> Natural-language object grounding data
────────────────

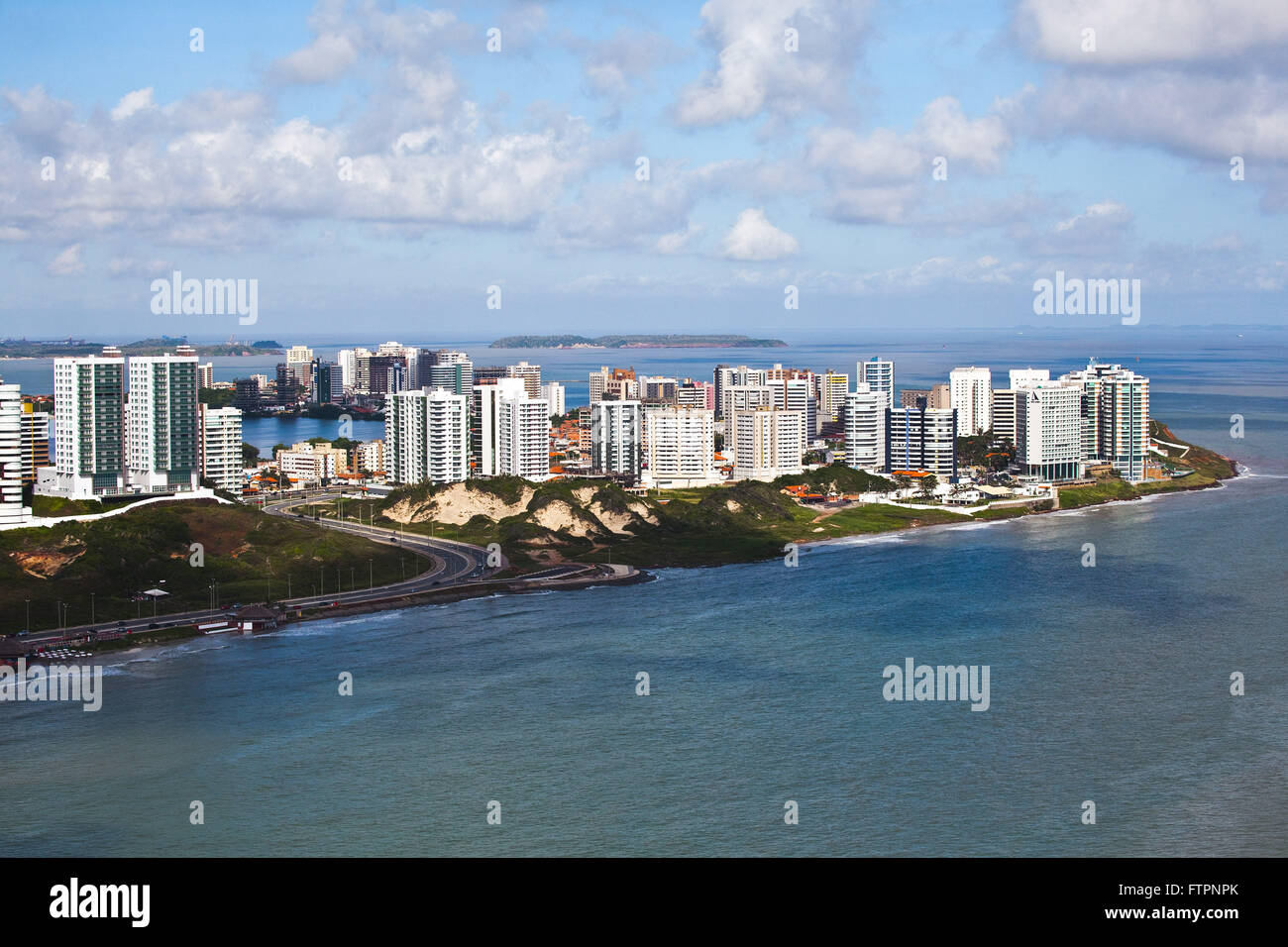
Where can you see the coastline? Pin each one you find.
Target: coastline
(516, 585)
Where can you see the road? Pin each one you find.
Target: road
(452, 564)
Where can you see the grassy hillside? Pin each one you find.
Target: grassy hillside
(592, 521)
(249, 553)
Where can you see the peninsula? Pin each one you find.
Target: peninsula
(635, 342)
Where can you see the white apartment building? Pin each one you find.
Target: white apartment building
(832, 390)
(426, 437)
(866, 429)
(922, 440)
(1048, 431)
(877, 373)
(728, 377)
(681, 445)
(485, 424)
(304, 464)
(523, 436)
(162, 434)
(746, 398)
(616, 437)
(798, 394)
(220, 447)
(699, 394)
(553, 393)
(348, 363)
(767, 444)
(89, 428)
(1003, 412)
(971, 397)
(531, 375)
(1024, 377)
(1115, 416)
(370, 457)
(12, 512)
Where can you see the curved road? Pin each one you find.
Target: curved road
(454, 562)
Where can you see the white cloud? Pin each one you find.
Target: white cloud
(752, 237)
(67, 263)
(755, 71)
(133, 102)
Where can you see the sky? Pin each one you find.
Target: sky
(377, 169)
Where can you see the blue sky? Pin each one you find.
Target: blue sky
(767, 166)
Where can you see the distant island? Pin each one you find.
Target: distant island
(26, 348)
(635, 342)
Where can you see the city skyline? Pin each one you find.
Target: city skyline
(665, 165)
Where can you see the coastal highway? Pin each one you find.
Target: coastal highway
(451, 564)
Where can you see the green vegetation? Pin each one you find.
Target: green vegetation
(217, 397)
(597, 521)
(107, 562)
(25, 348)
(618, 342)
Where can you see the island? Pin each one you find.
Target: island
(635, 342)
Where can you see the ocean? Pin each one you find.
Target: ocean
(1108, 684)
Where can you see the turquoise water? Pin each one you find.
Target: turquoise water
(1107, 684)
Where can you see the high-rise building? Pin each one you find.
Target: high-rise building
(162, 437)
(553, 393)
(832, 388)
(657, 389)
(531, 375)
(618, 382)
(1048, 429)
(326, 382)
(523, 436)
(971, 397)
(728, 377)
(246, 394)
(866, 429)
(426, 437)
(11, 457)
(767, 444)
(485, 423)
(1003, 414)
(922, 440)
(348, 363)
(616, 437)
(699, 394)
(220, 447)
(89, 427)
(1022, 377)
(1115, 416)
(747, 397)
(370, 457)
(877, 373)
(681, 445)
(798, 394)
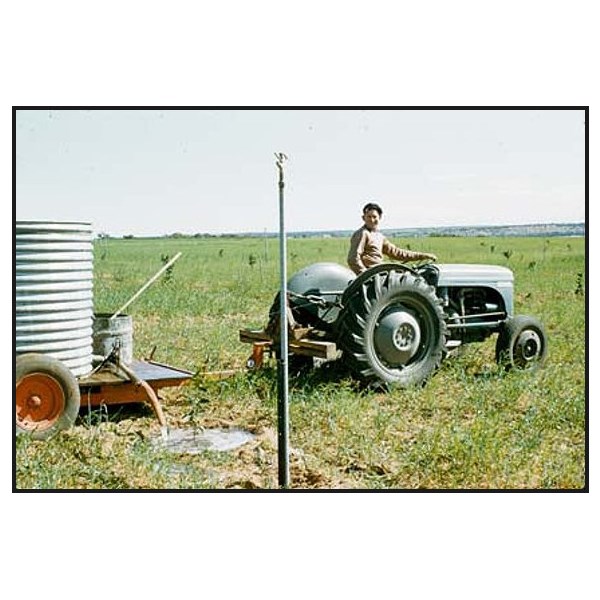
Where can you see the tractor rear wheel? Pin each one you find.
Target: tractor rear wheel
(47, 396)
(393, 330)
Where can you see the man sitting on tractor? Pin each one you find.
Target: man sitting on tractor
(368, 245)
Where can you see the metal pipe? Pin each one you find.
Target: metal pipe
(146, 285)
(483, 325)
(282, 364)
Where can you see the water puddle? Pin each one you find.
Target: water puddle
(194, 441)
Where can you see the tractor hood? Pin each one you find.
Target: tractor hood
(452, 275)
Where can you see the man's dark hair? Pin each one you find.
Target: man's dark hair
(372, 206)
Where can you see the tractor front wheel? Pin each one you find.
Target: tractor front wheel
(521, 343)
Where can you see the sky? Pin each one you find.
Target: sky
(156, 172)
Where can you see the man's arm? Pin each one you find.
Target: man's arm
(357, 247)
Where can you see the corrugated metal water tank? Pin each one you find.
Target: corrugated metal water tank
(53, 289)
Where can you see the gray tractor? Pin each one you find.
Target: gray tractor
(395, 324)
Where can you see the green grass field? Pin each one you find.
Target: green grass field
(473, 426)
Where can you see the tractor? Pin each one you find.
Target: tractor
(393, 324)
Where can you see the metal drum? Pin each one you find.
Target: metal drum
(112, 334)
(53, 292)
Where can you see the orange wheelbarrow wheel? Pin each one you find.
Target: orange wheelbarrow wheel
(47, 396)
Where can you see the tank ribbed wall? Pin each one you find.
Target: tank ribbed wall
(53, 289)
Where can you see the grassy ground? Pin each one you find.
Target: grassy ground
(472, 426)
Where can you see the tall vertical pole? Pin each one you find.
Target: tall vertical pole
(283, 433)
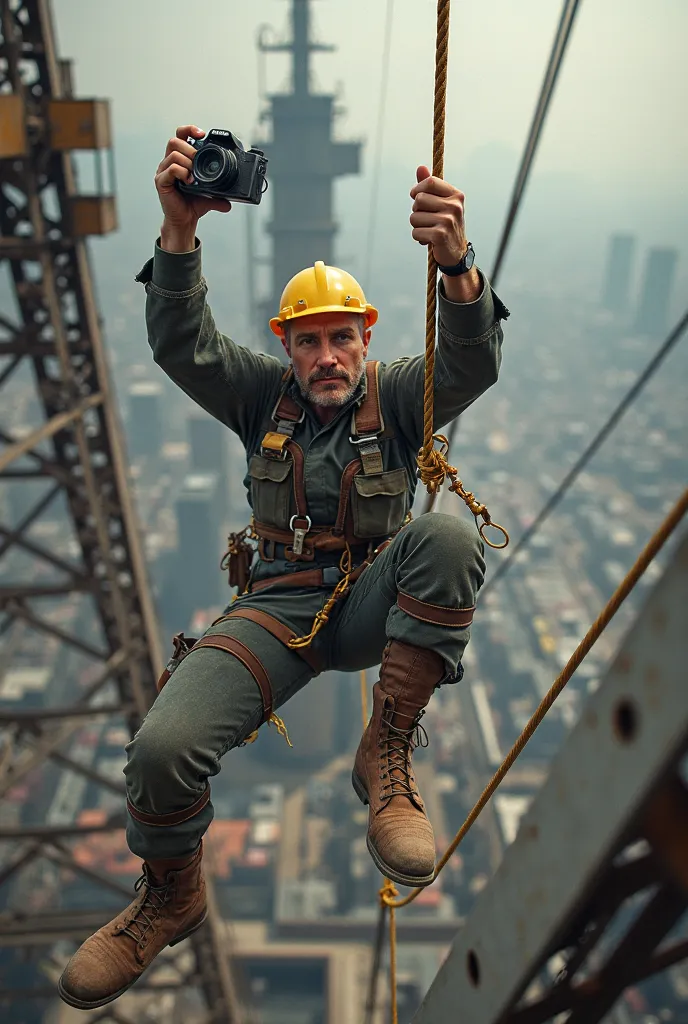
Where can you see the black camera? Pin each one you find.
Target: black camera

────────────────

> Work required
I would like the exact lines from the data above, starting with the one that holds "Where can you see the island?" and going on through the one that holds "Where can you see the tractor hood?", without the pictures.

> Solution
Where can you see the island? Pin each one you find.
Target: island
(635, 342)
Where can you see the ocean? Pin each one you find.
Target: ocean
(1108, 684)
Where can you see the turquoise water? Pin each one you find.
Target: turquoise water
(1107, 684)
Where can you see the high-rise building? Pin each one you find.
Target: high-rise building
(162, 437)
(553, 393)
(832, 388)
(657, 389)
(531, 375)
(618, 382)
(1048, 429)
(326, 382)
(523, 436)
(971, 397)
(728, 377)
(246, 394)
(866, 429)
(426, 437)
(11, 457)
(767, 444)
(485, 423)
(1003, 414)
(922, 440)
(348, 363)
(616, 437)
(699, 394)
(220, 447)
(89, 427)
(1022, 377)
(1115, 416)
(747, 397)
(370, 457)
(877, 373)
(681, 445)
(798, 394)
Where can you see the tractor rear wheel? Pin each one you find.
Target: tractor rear wheel
(47, 396)
(393, 330)
Where can you see the man sitting on tractor? Pin each one you find.
Target: man sitting on tractor
(368, 245)
Where can you see the metal pipe? Pin each one you find.
Target: metal pipe
(146, 285)
(483, 325)
(282, 364)
Where can you see the water puddle? Pin each one you find.
Target: water puddle
(194, 441)
Where can you see the tractor hood? Pin each one you find.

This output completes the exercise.